Work instructions:
Transcribe the tail of the listing: start at the line containing "Locate the mountain" and stop after the last line, keeping every character as is and adding nothing.

★ ★ ★ ★ ★ ★ ★

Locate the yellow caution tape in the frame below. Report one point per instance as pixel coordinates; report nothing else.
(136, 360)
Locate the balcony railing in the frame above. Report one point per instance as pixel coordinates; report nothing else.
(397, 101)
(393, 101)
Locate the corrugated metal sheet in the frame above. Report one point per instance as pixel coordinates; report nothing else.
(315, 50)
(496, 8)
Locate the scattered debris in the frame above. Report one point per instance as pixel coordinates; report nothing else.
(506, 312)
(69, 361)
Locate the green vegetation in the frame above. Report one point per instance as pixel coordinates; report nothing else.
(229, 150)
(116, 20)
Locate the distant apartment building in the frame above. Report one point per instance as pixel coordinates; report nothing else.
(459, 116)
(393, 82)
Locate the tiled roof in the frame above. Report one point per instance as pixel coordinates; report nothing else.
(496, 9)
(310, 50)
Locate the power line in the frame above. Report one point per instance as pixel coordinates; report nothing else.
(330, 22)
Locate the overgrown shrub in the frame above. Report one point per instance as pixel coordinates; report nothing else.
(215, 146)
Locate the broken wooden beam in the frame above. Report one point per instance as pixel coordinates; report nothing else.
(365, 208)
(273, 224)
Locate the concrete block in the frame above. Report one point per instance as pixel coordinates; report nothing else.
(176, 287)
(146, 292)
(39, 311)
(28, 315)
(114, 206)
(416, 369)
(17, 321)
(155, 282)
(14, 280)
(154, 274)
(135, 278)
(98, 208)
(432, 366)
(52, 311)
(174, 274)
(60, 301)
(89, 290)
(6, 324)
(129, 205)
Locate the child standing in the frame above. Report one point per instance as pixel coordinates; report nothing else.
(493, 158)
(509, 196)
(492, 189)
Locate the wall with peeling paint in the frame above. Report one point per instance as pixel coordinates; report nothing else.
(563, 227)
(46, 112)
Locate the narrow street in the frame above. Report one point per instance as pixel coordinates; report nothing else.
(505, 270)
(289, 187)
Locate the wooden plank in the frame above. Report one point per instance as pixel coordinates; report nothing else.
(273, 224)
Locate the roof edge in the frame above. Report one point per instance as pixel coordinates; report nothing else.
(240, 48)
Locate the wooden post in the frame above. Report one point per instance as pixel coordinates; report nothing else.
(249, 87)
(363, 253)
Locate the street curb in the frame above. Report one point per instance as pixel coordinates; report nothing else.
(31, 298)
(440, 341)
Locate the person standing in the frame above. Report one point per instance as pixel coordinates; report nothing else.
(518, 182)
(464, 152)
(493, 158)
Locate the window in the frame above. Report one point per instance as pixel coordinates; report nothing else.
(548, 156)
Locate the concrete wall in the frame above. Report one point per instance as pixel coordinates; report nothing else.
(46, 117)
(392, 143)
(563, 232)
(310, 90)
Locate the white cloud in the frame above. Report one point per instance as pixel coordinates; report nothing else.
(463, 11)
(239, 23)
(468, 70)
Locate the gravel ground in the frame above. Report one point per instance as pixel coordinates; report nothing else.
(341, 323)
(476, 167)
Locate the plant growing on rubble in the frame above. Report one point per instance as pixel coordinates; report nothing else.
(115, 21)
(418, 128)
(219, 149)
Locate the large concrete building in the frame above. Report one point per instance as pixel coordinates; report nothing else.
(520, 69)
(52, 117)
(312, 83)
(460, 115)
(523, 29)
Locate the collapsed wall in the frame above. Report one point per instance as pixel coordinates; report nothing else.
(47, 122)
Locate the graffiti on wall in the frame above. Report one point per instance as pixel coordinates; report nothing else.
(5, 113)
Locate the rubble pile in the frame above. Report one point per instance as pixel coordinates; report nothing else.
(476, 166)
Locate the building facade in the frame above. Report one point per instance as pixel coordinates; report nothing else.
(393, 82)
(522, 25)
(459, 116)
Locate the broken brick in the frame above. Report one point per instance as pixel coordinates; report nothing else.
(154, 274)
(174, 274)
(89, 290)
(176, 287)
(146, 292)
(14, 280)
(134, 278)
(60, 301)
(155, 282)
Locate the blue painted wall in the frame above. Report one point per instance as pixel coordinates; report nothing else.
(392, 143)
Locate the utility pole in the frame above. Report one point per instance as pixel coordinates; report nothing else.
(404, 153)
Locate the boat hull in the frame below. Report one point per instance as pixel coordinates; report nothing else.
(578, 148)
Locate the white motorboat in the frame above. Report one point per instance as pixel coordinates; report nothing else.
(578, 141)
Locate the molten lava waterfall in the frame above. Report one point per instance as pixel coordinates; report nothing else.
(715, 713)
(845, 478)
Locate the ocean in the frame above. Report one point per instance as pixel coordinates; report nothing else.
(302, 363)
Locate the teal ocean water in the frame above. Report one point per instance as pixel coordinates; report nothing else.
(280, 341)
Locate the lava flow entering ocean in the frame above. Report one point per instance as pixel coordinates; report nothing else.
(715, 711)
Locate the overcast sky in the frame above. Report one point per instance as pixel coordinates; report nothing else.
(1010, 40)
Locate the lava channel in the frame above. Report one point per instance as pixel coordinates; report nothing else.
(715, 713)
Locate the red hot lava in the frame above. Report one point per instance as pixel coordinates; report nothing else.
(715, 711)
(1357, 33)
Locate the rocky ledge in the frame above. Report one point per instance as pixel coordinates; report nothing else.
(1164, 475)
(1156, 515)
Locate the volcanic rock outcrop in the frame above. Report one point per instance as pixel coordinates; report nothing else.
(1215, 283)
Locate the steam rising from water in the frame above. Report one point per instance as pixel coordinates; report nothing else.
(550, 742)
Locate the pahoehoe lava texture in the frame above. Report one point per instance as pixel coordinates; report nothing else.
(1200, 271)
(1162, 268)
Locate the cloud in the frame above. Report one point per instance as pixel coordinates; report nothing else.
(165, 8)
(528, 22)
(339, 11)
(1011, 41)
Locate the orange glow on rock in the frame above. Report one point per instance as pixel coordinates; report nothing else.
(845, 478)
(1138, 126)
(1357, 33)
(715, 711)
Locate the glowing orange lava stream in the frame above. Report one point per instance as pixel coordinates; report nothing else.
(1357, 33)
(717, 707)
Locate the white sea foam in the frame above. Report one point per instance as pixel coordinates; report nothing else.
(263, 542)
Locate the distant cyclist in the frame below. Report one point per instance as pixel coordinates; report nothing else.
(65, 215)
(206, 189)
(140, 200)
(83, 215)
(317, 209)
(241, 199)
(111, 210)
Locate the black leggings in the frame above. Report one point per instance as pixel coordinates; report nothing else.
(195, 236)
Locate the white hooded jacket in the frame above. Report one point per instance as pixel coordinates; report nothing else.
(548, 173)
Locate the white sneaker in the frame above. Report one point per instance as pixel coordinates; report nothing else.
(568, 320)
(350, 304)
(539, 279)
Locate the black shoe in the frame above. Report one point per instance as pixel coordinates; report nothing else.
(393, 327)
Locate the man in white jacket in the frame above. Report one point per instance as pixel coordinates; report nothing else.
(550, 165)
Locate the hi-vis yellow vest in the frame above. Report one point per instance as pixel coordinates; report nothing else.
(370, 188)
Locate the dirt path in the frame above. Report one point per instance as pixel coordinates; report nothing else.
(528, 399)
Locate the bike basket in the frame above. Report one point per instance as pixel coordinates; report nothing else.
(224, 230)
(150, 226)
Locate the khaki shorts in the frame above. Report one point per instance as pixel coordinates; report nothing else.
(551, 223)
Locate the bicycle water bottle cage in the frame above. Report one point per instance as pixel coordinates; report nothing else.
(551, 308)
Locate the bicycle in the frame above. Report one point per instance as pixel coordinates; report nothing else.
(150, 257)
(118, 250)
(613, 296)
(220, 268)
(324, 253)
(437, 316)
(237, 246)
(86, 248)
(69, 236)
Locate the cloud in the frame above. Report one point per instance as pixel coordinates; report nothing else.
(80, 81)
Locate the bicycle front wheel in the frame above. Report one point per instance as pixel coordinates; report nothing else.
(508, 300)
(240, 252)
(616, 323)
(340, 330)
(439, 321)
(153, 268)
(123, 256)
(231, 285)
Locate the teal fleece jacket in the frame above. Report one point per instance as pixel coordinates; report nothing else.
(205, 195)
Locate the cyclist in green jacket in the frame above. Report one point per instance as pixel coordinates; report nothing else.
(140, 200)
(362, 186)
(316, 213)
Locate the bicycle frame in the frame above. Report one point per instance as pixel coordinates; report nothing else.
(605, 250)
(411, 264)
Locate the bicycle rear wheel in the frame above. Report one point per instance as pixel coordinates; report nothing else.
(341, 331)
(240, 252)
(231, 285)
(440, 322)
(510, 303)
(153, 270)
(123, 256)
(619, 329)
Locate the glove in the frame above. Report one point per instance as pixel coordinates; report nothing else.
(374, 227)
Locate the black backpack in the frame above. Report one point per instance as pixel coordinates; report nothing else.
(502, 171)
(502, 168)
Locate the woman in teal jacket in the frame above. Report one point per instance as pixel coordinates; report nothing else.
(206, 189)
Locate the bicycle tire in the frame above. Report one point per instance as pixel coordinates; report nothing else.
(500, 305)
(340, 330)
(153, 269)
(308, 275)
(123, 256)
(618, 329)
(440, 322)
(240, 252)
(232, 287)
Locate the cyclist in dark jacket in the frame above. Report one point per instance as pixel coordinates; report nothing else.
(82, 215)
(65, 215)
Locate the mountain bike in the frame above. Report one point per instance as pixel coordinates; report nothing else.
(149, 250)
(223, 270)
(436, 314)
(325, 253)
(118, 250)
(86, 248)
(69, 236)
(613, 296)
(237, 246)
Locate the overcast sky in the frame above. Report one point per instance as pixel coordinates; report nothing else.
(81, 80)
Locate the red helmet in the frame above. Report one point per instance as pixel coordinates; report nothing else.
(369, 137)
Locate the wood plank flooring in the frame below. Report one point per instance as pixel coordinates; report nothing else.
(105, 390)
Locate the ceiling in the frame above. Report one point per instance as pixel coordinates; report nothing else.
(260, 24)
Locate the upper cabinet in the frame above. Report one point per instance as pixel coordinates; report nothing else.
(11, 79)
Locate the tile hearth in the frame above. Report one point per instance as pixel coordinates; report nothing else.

★ ★ ★ ★ ★ ★ ★

Expected output:
Locate the mountain bike in the frame above. Report one point per instance as pixel coordinates; report nothing else.
(149, 250)
(223, 270)
(436, 314)
(325, 253)
(118, 250)
(86, 248)
(69, 236)
(613, 296)
(237, 246)
Locate the overcast sky in the frame above. Report one point per instance as pixel coordinates; report nothing else.
(81, 80)
Locate the red helmet in the frame above. Report one point per instance as pixel coordinates; report nothing else.
(369, 137)
Locate the wood plank flooring in the frame below. Report one point per instance as pixel coordinates; report nothing else.
(105, 390)
Locate the ceiling in the frame above. Report one point per instance as pixel coordinates; report nothing else.
(260, 24)
Locate the upper cabinet in the frame above. Report one point per instance as pixel coordinates; report nothing else.
(11, 79)
Locate the tile hearth in the frame above. Report one point per instance as pixel coordinates; report nothing else.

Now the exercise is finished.